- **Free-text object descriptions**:

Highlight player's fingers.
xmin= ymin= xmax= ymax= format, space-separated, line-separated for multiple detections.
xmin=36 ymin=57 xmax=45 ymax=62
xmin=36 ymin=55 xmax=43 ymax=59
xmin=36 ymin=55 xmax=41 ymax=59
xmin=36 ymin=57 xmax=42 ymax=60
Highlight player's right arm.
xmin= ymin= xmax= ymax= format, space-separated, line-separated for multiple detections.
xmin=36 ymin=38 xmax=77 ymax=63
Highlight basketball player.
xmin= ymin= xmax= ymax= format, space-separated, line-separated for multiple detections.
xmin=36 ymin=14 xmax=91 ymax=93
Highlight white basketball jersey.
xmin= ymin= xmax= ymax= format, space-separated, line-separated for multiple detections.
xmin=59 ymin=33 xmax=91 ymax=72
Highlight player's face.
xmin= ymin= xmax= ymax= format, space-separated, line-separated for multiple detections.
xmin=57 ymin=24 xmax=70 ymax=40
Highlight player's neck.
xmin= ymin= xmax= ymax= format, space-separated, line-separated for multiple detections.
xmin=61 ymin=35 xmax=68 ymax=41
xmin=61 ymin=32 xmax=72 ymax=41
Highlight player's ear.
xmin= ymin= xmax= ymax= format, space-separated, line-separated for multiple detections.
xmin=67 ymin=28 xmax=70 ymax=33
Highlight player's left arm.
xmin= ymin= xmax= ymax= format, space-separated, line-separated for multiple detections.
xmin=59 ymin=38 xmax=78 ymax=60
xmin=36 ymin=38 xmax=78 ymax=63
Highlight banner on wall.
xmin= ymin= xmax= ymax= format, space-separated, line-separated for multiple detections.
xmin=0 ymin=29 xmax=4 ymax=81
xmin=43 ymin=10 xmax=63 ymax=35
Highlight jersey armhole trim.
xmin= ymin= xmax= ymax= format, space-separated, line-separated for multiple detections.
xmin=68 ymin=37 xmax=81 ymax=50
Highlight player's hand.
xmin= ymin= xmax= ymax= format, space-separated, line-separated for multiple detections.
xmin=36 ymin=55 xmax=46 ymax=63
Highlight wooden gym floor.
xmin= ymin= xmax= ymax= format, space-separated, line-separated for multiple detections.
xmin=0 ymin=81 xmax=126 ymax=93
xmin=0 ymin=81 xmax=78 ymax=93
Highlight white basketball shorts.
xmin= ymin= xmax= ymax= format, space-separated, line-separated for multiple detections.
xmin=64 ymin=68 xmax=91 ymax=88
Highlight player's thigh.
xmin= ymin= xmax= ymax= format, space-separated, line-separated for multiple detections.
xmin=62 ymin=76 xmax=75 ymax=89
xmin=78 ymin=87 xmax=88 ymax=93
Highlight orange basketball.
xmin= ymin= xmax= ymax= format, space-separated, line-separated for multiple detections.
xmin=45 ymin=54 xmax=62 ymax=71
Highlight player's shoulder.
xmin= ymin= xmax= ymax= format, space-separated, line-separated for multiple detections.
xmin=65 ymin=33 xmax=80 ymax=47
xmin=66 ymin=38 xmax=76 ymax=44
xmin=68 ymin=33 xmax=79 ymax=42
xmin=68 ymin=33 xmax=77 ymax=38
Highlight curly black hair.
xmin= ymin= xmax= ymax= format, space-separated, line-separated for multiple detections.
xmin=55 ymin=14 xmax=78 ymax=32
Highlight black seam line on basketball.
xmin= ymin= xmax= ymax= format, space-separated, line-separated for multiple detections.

- **Problem description**: Identify each line in the records above that contains the word "black", and copy it out in full.

- **Response to this exercise**:
Highlight curly black hair.
Highlight black seam line on basketball.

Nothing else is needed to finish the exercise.